— RECORDS FOR THE EXERCISE —
============================================================

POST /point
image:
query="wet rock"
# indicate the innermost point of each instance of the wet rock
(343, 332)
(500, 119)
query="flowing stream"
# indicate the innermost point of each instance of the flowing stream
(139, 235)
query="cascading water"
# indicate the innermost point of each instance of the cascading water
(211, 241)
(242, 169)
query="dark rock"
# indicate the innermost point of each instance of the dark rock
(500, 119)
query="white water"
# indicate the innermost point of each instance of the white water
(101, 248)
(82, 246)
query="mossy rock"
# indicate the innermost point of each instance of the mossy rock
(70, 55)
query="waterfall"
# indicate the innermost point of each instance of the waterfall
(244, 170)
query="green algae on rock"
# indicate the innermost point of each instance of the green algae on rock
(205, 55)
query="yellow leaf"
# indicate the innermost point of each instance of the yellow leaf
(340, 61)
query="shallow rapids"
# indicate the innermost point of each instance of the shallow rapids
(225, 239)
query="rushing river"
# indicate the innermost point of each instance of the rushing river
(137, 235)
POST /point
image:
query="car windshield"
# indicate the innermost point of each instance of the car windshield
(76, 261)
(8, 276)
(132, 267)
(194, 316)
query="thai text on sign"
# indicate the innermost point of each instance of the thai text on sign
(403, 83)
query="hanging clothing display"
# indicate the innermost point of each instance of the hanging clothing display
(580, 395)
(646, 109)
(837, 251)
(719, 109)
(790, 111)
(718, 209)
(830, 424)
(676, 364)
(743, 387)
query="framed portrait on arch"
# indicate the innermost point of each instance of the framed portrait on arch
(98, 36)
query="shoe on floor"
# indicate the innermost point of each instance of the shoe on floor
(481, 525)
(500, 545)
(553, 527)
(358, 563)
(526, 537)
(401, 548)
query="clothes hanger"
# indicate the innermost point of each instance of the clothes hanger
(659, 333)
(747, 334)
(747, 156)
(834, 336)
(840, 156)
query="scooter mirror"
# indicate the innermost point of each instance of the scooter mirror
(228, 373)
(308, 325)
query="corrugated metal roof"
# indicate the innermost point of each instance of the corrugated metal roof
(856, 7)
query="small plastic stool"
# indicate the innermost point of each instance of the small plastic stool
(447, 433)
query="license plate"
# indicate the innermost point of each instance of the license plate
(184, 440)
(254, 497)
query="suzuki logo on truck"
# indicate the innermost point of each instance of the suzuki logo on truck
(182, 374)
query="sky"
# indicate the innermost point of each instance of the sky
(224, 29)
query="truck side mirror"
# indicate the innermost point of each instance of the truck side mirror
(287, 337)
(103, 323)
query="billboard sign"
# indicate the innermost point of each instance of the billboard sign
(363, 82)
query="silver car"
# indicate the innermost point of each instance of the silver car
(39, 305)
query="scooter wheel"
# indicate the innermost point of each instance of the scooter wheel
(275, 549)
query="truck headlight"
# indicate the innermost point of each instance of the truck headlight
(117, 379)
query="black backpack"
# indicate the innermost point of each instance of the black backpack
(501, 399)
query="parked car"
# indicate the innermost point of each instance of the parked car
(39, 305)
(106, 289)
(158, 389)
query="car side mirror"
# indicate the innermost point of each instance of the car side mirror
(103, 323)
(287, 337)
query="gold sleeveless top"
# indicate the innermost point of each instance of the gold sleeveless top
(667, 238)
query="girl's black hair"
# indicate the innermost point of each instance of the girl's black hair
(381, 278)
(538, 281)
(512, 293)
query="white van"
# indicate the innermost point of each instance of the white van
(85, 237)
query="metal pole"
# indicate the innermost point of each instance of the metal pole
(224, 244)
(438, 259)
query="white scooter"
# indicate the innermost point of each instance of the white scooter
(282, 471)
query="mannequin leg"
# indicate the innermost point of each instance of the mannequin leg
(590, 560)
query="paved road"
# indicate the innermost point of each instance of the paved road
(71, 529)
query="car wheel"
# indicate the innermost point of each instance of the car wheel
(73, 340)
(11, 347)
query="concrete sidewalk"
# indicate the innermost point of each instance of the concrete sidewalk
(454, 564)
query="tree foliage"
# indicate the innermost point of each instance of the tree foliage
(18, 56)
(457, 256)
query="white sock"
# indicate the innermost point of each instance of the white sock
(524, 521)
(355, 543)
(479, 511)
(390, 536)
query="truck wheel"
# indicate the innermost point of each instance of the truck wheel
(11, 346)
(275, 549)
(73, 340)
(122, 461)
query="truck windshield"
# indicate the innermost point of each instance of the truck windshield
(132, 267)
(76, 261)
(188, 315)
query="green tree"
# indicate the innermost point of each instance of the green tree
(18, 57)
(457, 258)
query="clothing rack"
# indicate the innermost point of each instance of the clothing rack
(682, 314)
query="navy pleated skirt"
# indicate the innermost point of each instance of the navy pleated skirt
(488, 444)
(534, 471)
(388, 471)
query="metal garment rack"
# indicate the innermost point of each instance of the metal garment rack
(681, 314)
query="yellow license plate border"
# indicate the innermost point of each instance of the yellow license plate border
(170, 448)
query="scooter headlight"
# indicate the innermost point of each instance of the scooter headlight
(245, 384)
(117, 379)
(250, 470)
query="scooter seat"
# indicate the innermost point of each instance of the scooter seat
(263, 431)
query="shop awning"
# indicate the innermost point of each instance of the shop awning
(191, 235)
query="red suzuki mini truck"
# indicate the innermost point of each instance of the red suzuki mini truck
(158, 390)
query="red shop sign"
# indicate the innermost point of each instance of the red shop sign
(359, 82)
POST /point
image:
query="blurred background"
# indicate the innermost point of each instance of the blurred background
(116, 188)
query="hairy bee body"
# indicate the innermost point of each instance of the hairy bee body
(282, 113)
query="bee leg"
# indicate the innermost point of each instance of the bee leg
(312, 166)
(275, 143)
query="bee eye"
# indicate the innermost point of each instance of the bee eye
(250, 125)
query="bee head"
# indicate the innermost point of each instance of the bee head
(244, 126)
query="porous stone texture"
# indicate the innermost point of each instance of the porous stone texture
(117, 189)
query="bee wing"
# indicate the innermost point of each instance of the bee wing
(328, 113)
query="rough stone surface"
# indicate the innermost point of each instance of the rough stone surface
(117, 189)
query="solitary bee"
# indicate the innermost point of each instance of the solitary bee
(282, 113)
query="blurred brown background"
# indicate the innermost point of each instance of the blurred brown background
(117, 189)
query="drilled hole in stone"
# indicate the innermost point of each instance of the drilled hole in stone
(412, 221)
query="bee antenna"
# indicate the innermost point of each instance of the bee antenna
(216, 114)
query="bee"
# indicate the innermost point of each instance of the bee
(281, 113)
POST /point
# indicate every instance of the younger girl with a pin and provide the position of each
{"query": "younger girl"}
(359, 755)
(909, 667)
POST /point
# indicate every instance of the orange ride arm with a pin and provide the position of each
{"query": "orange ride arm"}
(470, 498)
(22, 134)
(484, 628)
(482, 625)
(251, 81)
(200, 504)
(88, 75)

============================================================

The records above are to be transcribed exactly and completely.

POST /point
image:
query="wet rock"
# indicate the innermost point of each instance of the wet rock
(343, 332)
(500, 119)
query="flowing stream"
# indicate the innermost point of each instance of the flowing stream
(139, 235)
query="cascading water"
# indicate the innermost point of each instance of the cascading water
(211, 241)
(242, 169)
query="dark rock"
# indicate the innermost point of each instance of the dark rock
(500, 119)
query="white water"
# indicate the innermost point of each instance of the white water
(101, 248)
(82, 246)
query="mossy rock"
# indicate the innermost point of each instance of the mossy rock
(70, 55)
query="waterfall"
# indicate the innermost point of each instance of the waterfall
(244, 170)
query="green algae on rock"
# indicate the innermost point of each instance of the green algae on rock
(205, 55)
query="yellow leaf"
# indicate the innermost point of each instance of the yellow leaf
(340, 61)
query="shallow rapids"
# indicate the innermost point of each instance of the shallow rapids
(225, 239)
query="rushing river"
# indicate the innermost point of each instance of the rushing river
(137, 235)
POST /point
image:
query="car windshield"
# indicate the innermost point of each instance of the car windshield
(76, 261)
(8, 276)
(132, 267)
(194, 316)
query="thai text on sign"
# indicate the innermost point of each instance of the thai text on sign
(403, 83)
query="hanging clothing display"
# indicate the innermost point of each instance of the hanging clothing display
(580, 395)
(646, 109)
(837, 251)
(719, 109)
(790, 111)
(718, 209)
(830, 424)
(676, 364)
(743, 387)
query="framed portrait on arch"
# indicate the innermost point of each instance of the framed portrait on arch
(98, 36)
query="shoe on floor"
# indicate the innermost point of each instance of the shoe on floor
(481, 525)
(500, 545)
(553, 527)
(358, 563)
(526, 537)
(401, 548)
query="clothes hanger"
# indicate the innermost point of each instance of the clothes hanger
(659, 333)
(747, 334)
(747, 156)
(834, 336)
(840, 156)
query="scooter mirror"
# indicate the innermost point of each instance of the scooter mirror
(228, 373)
(308, 325)
query="corrugated metal roof"
# indicate the innermost point of each instance of the corrugated metal roof
(856, 7)
query="small plastic stool"
# indicate the innermost point of each instance of the small plastic stool
(447, 433)
query="license plate"
# indicate the innermost point of each instance of the license plate
(184, 440)
(254, 497)
query="suzuki logo on truck"
# indicate the innermost point of each instance of the suzuki logo on truck
(182, 374)
query="sky"
# indicate the innermost point of each instance of the sky
(224, 29)
query="truck side mirror"
# indicate the innermost point of each instance of the truck side mirror
(287, 337)
(103, 323)
query="billboard sign"
# indicate the innermost point of each instance of the billboard sign
(363, 82)
query="silver car"
# indicate the innermost point of each instance of the silver car
(39, 305)
query="scooter wheel"
# indicate the innermost point of each instance of the scooter wheel
(275, 549)
query="truck headlight"
# indicate the innermost point of each instance of the truck headlight
(117, 379)
query="black backpack"
# indicate the innermost point of each instance of the black backpack
(501, 399)
query="parked car"
# indicate the innermost point of each instance of the parked car
(39, 305)
(106, 289)
(158, 389)
query="car side mirror"
# indicate the innermost point of each instance of the car side mirror
(103, 323)
(287, 337)
query="gold sleeveless top"
# indicate the innermost point of each instance of the gold sleeveless top
(667, 238)
query="girl's black hair"
# indicate the innermost point of each instance of the girl's black hair
(381, 278)
(538, 281)
(512, 293)
query="white van"
# indicate the innermost point of each instance of the white van
(85, 237)
query="metal pole"
# indicate the innermost point of each instance of the metal pole
(224, 244)
(438, 259)
query="white scooter"
# indicate the innermost point of each instance of the white scooter
(282, 471)
query="mannequin leg"
# indicate the innermost point of each instance of the mannequin leg
(590, 560)
query="paved road"
# indicate the innermost point of each instance of the paved road
(71, 529)
query="car wheel"
# indicate the innermost point of each instance of the car wheel
(73, 340)
(11, 347)
query="concrete sidewalk"
# indicate the innermost point of each instance of the concrete sidewalk
(454, 564)
query="tree foliage"
# indicate the innermost point of each instance of the tree foliage
(18, 56)
(457, 256)
query="white sock"
# indicate the innermost point of each instance of the white sock
(524, 521)
(355, 543)
(479, 511)
(390, 536)
query="truck wheel"
# indicate the innermost point of each instance of the truck wheel
(11, 346)
(275, 549)
(73, 340)
(122, 461)
query="truck windshield"
# indicate the innermost point of each instance of the truck windshield
(132, 267)
(76, 261)
(188, 315)
query="green tree"
# indicate the innermost point of each instance of the green tree
(18, 57)
(457, 258)
query="clothing rack"
# indicate the innermost point of each instance of the clothing rack
(682, 314)
query="navy pleated skirt"
# indicate the innermost point of each instance of the navy pleated skirt
(488, 444)
(534, 471)
(388, 471)
query="metal garment rack"
# indicate the innermost point of each instance of the metal garment rack
(681, 314)
query="yellow license plate border"
# indicate the innermost point of each instance of the yellow license plate border
(170, 448)
query="scooter headlight"
# indicate the innermost point of each instance of the scooter headlight
(245, 384)
(117, 379)
(250, 470)
query="scooter seat"
# indicate the innermost point of each instance of the scooter seat
(263, 431)
query="shop awning"
# indicate the innermost point of each instance of the shop awning
(191, 235)
query="red suzuki mini truck"
# indicate the innermost point of each instance of the red suzuki mini truck
(158, 390)
query="red shop sign"
# indicate the innermost point of each instance of the red shop sign
(359, 82)
POST /point
image:
query="blurred background"
# indicate the innermost point of each instance of the blurred background
(116, 188)
query="hairy bee body"
# indicate the innermost point of each instance of the hairy bee body
(282, 113)
query="bee leg"
# indicate the innermost point of each instance of the bee leg
(312, 166)
(275, 143)
query="bee eye"
# indicate the innermost point of each instance of the bee eye
(250, 125)
query="bee head"
# indicate the innermost point of each instance of the bee head
(244, 126)
query="porous stone texture"
# indicate the innermost point of each instance of the porous stone texture
(117, 189)
query="bee wing"
# indicate the innermost point of each instance of the bee wing
(328, 113)
query="rough stone surface"
# indicate the innermost point of each instance of the rough stone surface
(117, 189)
query="solitary bee"
# indicate the innermost point of each instance of the solitary bee
(282, 113)
query="blurred brown background"
# indicate the innermost point of each instance of the blurred brown background
(117, 189)
query="drilled hole in stone"
# indicate the innermost point of each instance of the drilled hole in stone
(412, 221)
query="bee antenna"
# indicate the innermost point of each instance of the bee antenna
(216, 114)
query="bee"
# indicate the innermost point of each instance of the bee
(281, 113)
POST /point
# indicate every instance of the younger girl with a pin and provide the position of each
{"query": "younger girl"}
(359, 755)
(909, 667)
POST /point
# indicate every instance of the orange ride arm with a pin and provide the position of each
{"query": "orange ride arm"}
(470, 498)
(22, 134)
(484, 628)
(482, 625)
(251, 81)
(200, 504)
(88, 75)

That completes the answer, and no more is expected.